選ばれた抜粋:
• • •

H17.10.25 千葉地方裁判所 平成12年(行ウ)第42号 千葉県に代位して行う損害賠償等請求事件

 東京湾北部の浅海域である通称「三番瀬」の埋立計画に関連して,金融機関から漁業協同組合(漁協)に対して融資された金銭の利息を支払うために漁協が金融機関から金銭を借り受けたことによる債務について,県,漁協及び金融機関によるいわゆる「三者合意」に基づき,県が免責的に債務を引き受けて合計56億0958万円余を支払ったため,県の住民である原告らが,当時の県知事と県企業庁長である被告らに対して,県に代位して損害の賠償を請求した。
  この事案につき,当時の県知事に対しては請求を却下するとともに,当時の県企業庁長に対しては,「三者合意」が埋立計画が実現しない場合に県に多額の債務が無限定に発生する構造になっていることなどを理由として,契約内容の相当性を欠く違法なものであるとしたが,支出を命じたことは裁量の範囲内であるとして,請求を棄却した。


平成17年10月25日判決言渡
平成12年(行ウ)第42号 千葉県に代位して行う損害賠償等請求事件

判決
主文
1 原告らの被告Aに対する請求に係る訴えを却下する。
2 原告らのその余の請求を棄却する。
3 訴訟費用は原告らの負担とする。
事実及び理由
第1 請求
被告らは,千葉県(以下「県」という。)に対し,連帯して56億0958万6656円及び内28億円に対する平成12年4月1日から,内28億0958万6656円に対する平成13年3月31日から各支払済みまで年5分の割合による金員を支払え。
第2 事案の概要
東京湾北部の千葉県市川市,同県船橋市及び同県浦安市の地先に位置する浅海域である通称三番瀬(以下「三番瀬」という。)海域(市川2期地区等)の埋立計画に関連して,B連合会及びC銀行からE漁協に対して融資された金員の利息を支払うために,E漁協がB連合会から借り受けたことによる債務について,県は,その債務を免責的に引き受けて支払った。これに関して,県の住民である原告らは,当時千葉県企業庁長(以下「企業庁長」という。)であった被告Fがした,県の前記債務引受けした債務に係る支出決定及び支出命令が違法であり,同支出決定及び支出命令について当時千葉県知事(以下「県知事」という。)であった被告A及び被告Fには財務会計上の義務違反があると主張して,平成14年法律第4号による改正前の地方自治法(以下「旧地自法」という。)242条の2第1項4号に基づき,県に代位して,被告らに対し,前記支出決定及び支出命令に基づく支出金相当額の損害賠償金及び支出日の翌日からの遅延損害金の連帯支払を求めた。

• • •

保存済みの行:
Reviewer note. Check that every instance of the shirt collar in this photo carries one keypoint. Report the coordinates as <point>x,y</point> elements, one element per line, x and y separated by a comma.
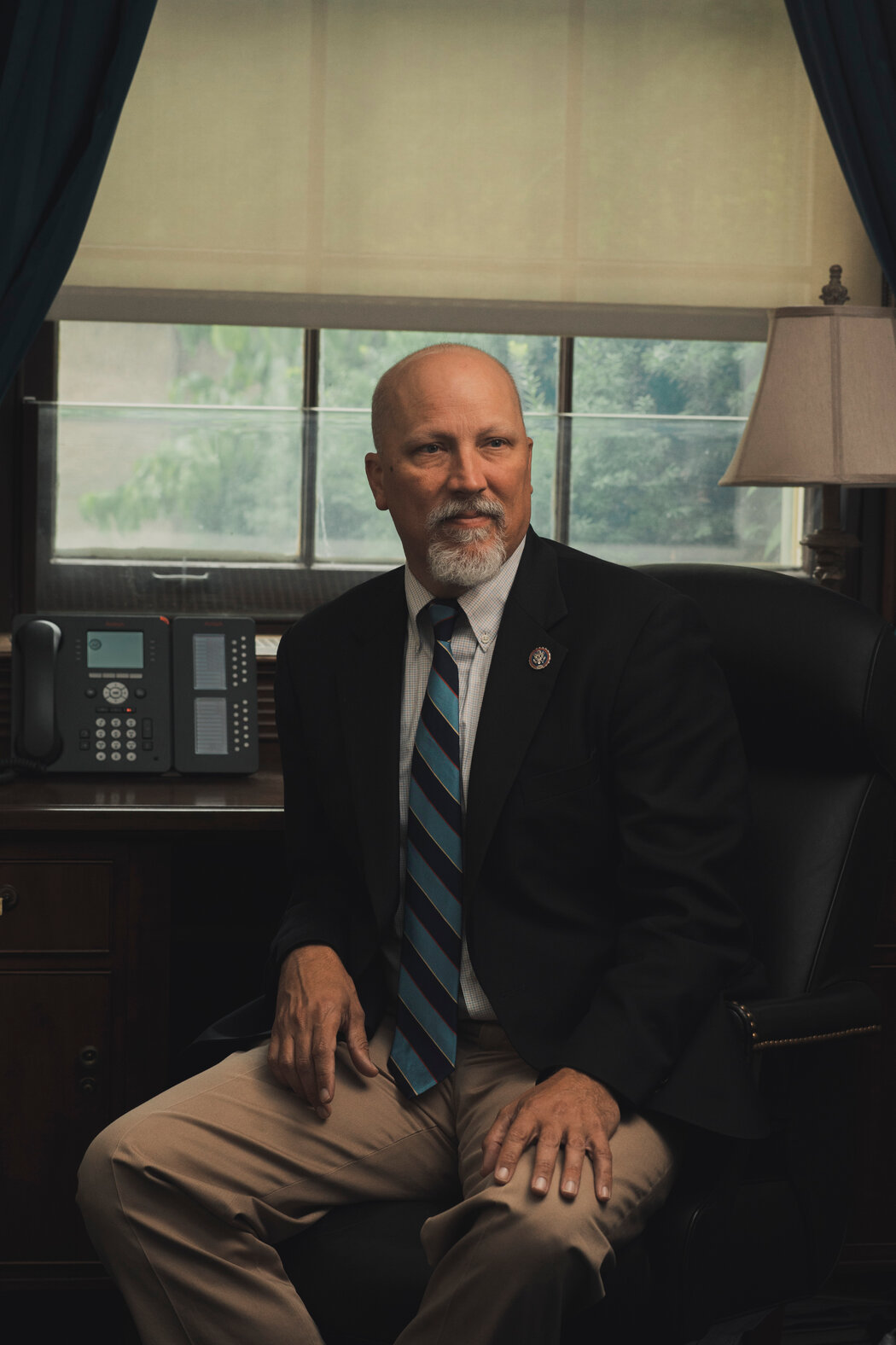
<point>483,604</point>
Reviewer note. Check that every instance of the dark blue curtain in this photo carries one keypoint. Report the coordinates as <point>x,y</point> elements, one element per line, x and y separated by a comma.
<point>849,51</point>
<point>65,72</point>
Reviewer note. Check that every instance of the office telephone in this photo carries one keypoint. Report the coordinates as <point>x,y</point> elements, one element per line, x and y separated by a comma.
<point>135,695</point>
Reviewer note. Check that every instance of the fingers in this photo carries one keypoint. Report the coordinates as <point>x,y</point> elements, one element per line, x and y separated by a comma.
<point>357,1043</point>
<point>495,1138</point>
<point>573,1162</point>
<point>603,1164</point>
<point>546,1151</point>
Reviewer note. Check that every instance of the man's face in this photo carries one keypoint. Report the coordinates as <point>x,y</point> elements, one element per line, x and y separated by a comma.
<point>454,469</point>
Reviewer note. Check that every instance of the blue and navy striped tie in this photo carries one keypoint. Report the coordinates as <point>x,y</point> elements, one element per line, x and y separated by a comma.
<point>425,1041</point>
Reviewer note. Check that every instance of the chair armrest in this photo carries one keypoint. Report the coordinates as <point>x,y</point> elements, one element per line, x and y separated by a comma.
<point>848,1009</point>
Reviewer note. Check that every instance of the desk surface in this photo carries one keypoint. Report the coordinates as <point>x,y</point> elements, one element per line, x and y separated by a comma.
<point>147,803</point>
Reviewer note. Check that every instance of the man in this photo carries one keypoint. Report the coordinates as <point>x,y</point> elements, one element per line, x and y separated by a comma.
<point>502,964</point>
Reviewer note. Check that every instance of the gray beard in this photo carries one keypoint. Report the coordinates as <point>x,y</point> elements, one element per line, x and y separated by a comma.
<point>464,564</point>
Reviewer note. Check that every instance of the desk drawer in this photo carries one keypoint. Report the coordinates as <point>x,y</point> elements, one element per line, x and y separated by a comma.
<point>61,905</point>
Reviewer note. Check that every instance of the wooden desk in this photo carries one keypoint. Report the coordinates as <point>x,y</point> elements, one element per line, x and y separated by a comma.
<point>135,911</point>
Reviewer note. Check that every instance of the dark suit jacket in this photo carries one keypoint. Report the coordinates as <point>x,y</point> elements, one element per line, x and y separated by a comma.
<point>604,824</point>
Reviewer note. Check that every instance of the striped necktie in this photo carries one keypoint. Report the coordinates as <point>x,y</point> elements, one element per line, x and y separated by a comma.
<point>425,1041</point>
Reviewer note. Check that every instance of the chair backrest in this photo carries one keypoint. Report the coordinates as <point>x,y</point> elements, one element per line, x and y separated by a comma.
<point>813,679</point>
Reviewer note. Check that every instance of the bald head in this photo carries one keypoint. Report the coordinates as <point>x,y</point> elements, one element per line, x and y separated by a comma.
<point>384,397</point>
<point>452,464</point>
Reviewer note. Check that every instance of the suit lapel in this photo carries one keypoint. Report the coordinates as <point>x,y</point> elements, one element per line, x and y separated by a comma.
<point>515,696</point>
<point>370,707</point>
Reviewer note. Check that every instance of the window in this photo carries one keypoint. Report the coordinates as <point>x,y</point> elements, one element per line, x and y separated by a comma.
<point>221,467</point>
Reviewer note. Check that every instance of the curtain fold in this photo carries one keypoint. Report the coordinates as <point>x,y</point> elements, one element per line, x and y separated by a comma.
<point>65,72</point>
<point>849,51</point>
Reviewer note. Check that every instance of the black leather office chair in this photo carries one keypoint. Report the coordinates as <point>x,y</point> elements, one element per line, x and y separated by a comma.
<point>747,1227</point>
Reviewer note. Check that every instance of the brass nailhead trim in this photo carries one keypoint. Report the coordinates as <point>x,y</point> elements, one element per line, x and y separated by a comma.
<point>798,1041</point>
<point>819,1036</point>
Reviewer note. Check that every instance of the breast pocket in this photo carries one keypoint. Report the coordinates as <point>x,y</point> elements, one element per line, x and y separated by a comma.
<point>552,784</point>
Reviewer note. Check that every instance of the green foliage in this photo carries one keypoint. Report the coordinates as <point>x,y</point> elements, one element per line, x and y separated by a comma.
<point>655,483</point>
<point>634,481</point>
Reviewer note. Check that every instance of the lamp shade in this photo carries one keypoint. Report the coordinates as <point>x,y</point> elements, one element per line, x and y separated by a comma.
<point>825,413</point>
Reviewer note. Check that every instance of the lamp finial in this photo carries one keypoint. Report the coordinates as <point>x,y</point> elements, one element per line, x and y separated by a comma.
<point>833,292</point>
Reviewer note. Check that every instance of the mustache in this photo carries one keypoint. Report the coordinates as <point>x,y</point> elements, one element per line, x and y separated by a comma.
<point>464,504</point>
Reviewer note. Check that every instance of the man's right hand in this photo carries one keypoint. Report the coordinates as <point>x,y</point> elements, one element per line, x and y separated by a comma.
<point>317,999</point>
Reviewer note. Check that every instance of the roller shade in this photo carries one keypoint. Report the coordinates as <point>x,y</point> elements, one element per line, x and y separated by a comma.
<point>550,151</point>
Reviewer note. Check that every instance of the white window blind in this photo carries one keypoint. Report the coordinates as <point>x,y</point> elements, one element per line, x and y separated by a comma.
<point>565,152</point>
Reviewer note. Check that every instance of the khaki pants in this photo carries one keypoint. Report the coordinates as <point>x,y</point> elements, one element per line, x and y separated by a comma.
<point>187,1196</point>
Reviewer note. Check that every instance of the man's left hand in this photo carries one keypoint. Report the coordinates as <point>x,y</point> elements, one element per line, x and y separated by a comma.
<point>569,1109</point>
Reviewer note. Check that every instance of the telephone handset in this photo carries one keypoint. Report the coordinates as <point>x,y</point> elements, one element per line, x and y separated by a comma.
<point>135,695</point>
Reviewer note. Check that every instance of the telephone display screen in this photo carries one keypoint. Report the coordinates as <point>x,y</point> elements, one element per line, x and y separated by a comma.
<point>210,725</point>
<point>114,649</point>
<point>209,663</point>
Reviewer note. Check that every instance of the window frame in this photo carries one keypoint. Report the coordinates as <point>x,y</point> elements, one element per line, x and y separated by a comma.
<point>277,592</point>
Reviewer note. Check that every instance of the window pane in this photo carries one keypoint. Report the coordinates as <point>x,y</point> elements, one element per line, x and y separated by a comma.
<point>543,432</point>
<point>175,481</point>
<point>352,362</point>
<point>158,364</point>
<point>643,488</point>
<point>350,527</point>
<point>666,377</point>
<point>660,422</point>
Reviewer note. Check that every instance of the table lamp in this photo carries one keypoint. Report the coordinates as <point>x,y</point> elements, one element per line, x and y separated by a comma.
<point>825,412</point>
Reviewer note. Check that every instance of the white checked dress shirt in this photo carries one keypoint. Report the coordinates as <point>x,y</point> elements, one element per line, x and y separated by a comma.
<point>471,644</point>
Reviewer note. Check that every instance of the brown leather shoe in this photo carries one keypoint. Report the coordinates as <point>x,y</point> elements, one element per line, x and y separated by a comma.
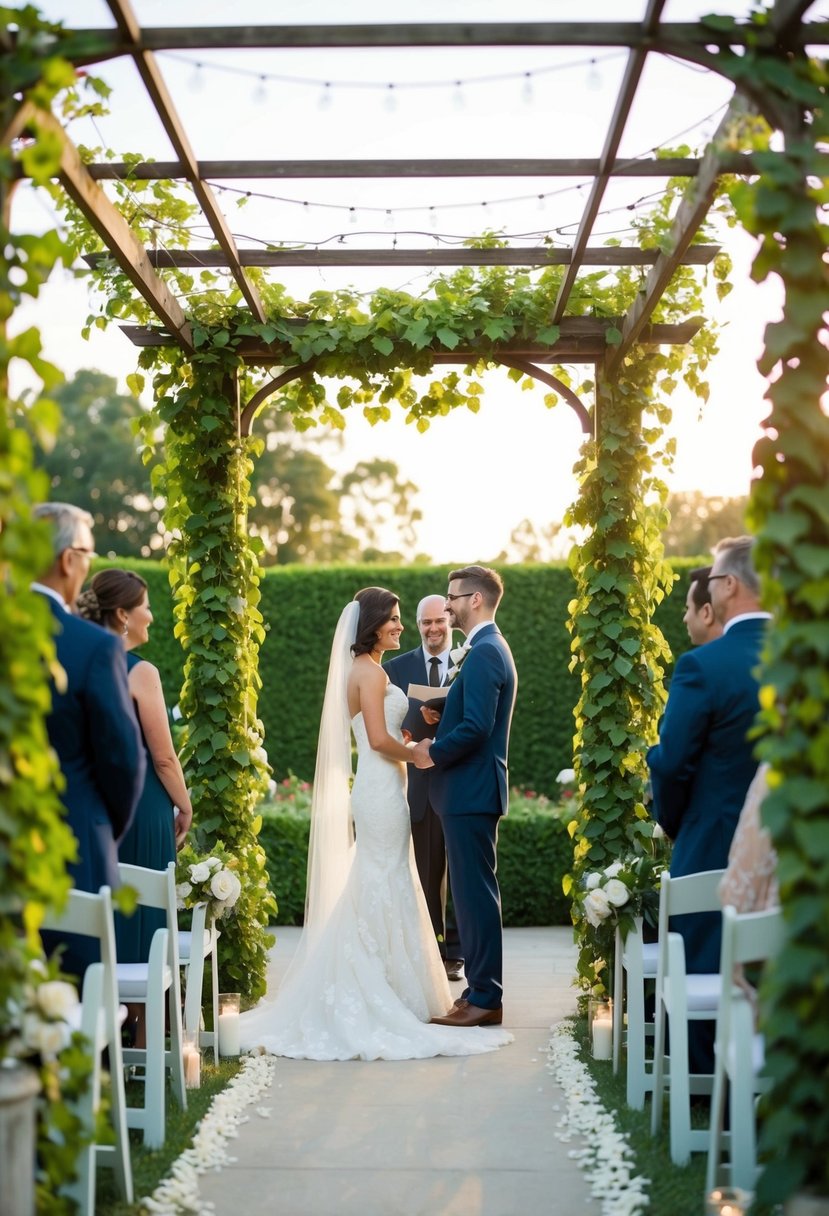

• • •

あなたの目標: 三番瀬の埋立てをめぐる判決の抜粋によると、通称「三番瀬」はどこに位置する海域ですか。

課題の解答: 東京湾北部の千葉県市川市、船橋市及び浦安市の地先に位置する浅海域です。